Update the material from the line containing "Warehouse picking: mark the large" through the end, replacing "pick planner" with "route planner" and leaving everything else unchanged.

(Data records)
--- START ---

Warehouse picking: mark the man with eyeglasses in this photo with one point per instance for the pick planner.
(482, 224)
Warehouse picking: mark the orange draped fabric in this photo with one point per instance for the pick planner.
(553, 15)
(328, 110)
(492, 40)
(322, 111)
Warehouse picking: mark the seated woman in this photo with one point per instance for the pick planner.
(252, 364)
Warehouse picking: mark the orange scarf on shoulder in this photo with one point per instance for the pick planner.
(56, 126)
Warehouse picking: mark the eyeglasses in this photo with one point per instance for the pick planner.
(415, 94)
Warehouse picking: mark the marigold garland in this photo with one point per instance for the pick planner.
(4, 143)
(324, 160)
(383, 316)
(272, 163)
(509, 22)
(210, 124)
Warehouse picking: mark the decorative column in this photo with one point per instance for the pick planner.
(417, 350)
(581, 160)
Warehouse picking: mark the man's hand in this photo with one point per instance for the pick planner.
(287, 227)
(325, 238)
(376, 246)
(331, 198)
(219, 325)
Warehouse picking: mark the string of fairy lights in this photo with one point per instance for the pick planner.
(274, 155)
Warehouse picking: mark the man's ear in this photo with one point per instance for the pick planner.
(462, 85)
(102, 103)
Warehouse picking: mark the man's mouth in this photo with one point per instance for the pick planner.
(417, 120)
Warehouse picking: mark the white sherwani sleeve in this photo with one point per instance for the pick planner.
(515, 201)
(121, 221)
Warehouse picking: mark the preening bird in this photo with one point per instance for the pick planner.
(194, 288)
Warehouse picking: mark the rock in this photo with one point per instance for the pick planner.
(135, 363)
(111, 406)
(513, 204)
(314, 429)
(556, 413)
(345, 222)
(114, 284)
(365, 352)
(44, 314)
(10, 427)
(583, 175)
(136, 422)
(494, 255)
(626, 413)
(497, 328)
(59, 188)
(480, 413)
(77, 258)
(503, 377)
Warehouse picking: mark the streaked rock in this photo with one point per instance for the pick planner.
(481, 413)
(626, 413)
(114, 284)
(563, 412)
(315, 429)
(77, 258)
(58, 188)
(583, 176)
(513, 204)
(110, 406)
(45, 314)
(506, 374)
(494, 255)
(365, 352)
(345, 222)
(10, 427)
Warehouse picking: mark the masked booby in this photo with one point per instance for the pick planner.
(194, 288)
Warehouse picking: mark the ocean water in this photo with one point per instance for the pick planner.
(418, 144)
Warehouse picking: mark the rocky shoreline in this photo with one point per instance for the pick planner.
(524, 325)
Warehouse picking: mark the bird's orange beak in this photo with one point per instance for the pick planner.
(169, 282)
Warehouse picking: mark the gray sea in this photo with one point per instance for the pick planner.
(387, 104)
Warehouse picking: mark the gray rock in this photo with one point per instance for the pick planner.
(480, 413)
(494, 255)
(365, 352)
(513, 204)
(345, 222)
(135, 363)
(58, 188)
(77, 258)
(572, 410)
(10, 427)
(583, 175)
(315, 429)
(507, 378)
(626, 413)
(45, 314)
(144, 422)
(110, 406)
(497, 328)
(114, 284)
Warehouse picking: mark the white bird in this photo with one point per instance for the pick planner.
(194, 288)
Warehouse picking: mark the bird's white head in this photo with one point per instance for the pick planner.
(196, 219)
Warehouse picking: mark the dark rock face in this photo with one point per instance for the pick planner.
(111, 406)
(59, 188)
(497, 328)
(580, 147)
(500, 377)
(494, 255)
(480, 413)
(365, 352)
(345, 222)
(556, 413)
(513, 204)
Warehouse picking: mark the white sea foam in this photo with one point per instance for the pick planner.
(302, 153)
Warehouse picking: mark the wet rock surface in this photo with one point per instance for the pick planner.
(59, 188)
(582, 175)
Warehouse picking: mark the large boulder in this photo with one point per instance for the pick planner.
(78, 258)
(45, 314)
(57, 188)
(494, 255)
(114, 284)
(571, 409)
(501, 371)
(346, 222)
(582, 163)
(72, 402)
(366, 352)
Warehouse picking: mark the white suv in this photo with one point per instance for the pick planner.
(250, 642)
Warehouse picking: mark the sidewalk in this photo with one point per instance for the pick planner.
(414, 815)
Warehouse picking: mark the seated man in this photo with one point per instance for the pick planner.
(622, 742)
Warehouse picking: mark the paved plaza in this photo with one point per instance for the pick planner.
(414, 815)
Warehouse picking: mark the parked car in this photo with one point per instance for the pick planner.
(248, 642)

--- END ---

__Result below__.
Warehouse picking: mark the large boulder in this photo with one point per instance for the route planner.
(78, 258)
(45, 314)
(57, 188)
(494, 255)
(114, 284)
(571, 409)
(501, 371)
(346, 222)
(582, 163)
(72, 402)
(366, 352)
Warehouse picking: mark the white suv in this photo with one point per instance for the route planner.
(250, 642)
Warehouse picking: mark the sidewalk in this photo with one point per instance for the route planner.
(414, 815)
Warehouse picking: mark the seated man in this photo with one point per instance for the route planner.
(622, 742)
Warehouse picking: mark the paved plaza in this photo with one point per instance for the route planner.
(414, 815)
Warehouse picking: mark the parked car in this photo with one point per instance for the route planner.
(248, 642)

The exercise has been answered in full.